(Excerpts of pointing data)
• • • •

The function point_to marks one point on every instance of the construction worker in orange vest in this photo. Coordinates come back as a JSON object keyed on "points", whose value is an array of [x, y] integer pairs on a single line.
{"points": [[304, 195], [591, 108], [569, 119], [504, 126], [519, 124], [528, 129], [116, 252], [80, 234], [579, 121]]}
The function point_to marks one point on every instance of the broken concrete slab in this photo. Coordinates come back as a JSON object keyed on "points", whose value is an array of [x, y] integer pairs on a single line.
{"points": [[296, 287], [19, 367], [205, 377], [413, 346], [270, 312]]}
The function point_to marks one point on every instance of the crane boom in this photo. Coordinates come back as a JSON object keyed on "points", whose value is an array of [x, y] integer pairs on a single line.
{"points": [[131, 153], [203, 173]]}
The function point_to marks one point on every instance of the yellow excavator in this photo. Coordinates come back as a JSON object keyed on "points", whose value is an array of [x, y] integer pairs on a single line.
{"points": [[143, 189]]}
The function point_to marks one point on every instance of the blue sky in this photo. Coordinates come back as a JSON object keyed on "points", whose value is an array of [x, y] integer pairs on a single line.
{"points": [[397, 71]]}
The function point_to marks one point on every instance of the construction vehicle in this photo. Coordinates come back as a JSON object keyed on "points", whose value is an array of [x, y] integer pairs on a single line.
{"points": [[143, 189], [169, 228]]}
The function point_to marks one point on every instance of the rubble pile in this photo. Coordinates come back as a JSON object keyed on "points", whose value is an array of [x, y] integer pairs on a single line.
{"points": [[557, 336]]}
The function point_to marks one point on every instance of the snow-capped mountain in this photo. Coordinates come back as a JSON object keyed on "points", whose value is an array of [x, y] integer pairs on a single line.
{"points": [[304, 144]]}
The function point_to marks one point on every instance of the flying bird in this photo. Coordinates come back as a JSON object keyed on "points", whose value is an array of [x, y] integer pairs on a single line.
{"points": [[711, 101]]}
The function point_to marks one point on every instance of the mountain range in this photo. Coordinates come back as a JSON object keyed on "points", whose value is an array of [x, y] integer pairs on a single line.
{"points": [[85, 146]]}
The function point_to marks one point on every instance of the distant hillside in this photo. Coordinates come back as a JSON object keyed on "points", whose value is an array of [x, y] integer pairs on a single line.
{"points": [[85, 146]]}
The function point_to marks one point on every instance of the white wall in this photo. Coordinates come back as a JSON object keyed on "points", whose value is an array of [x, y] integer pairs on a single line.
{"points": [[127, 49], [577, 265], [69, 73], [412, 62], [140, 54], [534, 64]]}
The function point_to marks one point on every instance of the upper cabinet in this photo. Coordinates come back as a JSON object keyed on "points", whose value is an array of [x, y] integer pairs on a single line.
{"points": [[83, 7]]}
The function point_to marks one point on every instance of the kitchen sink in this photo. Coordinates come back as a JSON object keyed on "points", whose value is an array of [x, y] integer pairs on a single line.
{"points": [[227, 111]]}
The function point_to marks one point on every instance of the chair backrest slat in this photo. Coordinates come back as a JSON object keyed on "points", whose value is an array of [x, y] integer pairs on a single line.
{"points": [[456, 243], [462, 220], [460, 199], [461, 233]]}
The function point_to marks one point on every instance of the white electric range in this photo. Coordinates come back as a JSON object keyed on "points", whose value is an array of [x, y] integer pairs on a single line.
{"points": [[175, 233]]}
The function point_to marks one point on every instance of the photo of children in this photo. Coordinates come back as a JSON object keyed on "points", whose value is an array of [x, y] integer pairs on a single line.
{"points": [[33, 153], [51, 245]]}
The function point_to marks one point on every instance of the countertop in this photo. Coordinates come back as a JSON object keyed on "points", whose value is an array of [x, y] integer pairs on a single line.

• • • •

#### What to produce:
Pull every line out of the material above and copy each one word for word.

#### Exercise output:
The function point_to marks one point on every instance of the construction worker in orange vest in this photo. Coordinates come back as a JSON object keyed on "points", whose value is an array of [x, y] integer pairs on a single line.
{"points": [[304, 195], [591, 108], [569, 119], [504, 126], [519, 124], [528, 129], [116, 252], [80, 234], [579, 121]]}
The function point_to marks one point on every instance of the broken concrete slab in this photo. Coordinates come back as a JSON object keyed on "points", whose value is an array of [x, y] integer pairs on a single line.
{"points": [[296, 287], [19, 367], [205, 377], [413, 346], [270, 312]]}
The function point_to marks one point on every instance of the crane boom in this photo. Coordinates come back as a JSON object keyed on "points", whose value is an array of [x, y] integer pairs on a single line.
{"points": [[131, 153], [203, 173]]}
The function point_to marks one point on every instance of the yellow excavator in this photo. Coordinates come back as a JSON object keyed on "points", whose value is an array of [x, y] integer pairs on a single line.
{"points": [[143, 189]]}
The function point_to marks one point on every instance of the blue sky in this photo. Coordinates come back as a JSON object keyed on "points", whose value is an array of [x, y] integer pairs on a single line.
{"points": [[397, 71]]}
The function point_to marks one point on every instance of the construction vehicle in this photo. Coordinates come back as a JSON object keyed on "points", whose value is an array of [x, y] integer pairs on a single line.
{"points": [[143, 189], [169, 228]]}
The function point_to marks one point on every instance of the rubble pile in this photo. Coordinates come back as a JSON object keyed on "points", whose value is an array of [x, y] integer pairs on a single line.
{"points": [[557, 336]]}
The function point_to marks one point on every instance of the snow-capped mountain in this photo. Coordinates come back as a JSON object keyed on "points", whose value is an array of [x, y] integer pairs on a single line.
{"points": [[304, 144]]}
The function point_to marks one point on every instance of the flying bird in this photo. Coordinates come back as a JSON object keyed on "points", whose value is an array of [x, y] integer pairs on a single line.
{"points": [[711, 101]]}
The function point_to marks one point on every instance of the mountain range in this photo. Coordinates come back as a JSON object keyed on "points", whose value is an array of [x, y] integer pairs on a single line.
{"points": [[85, 146]]}
The function point_to marks one point on every instance of the distant hillside in this photo. Coordinates come back as a JSON object keyed on "points", whose value is an array of [x, y] integer pairs on a single line.
{"points": [[85, 146]]}
The function point_to marks one point on every instance of the white wall in this photo. Coordinates come back as a JSON object keyed on "points", whose value is an array of [x, y] integer pairs on a single line.
{"points": [[127, 49], [577, 265], [69, 73], [412, 62], [140, 54], [534, 64]]}
The function point_to marks one point on every instance of the upper cabinet in this photo. Coordinates come back as a JSON object keyed on "points", whose value is an array of [x, y] integer pairs on a single line.
{"points": [[83, 7]]}
The function point_to marks one point on every instance of the kitchen sink in this photo. Coordinates come back as a JSON object keyed on "points", whose value is an array of [x, y] integer pairs on a single line.
{"points": [[227, 111]]}
The function point_to marks one point on every instance of the chair backrest slat in this photo. Coordinates come back as a JSON object keyed on "points", whose value is an array of [x, y] integer pairs on a single line.
{"points": [[456, 243], [462, 220], [460, 199], [461, 233]]}
The function point_to marks one point on every instance of the white electric range in this photo. Coordinates come back as a JSON object keyed on "points", whose value is an array of [x, y] integer pairs on a single line.
{"points": [[175, 233]]}
The function point_to marks one point on every instance of the photo of children in this photo. Coordinates come back as a JSON object keyed on "points", whose value is an array of [x, y] integer pairs on a single line.
{"points": [[33, 153], [51, 245]]}
The function point_to marks one point on every instance of the countertop in this photo. Coordinates come back as a JSON object keyed on "points", whose value is an array of [x, y] integer pairs on a single line.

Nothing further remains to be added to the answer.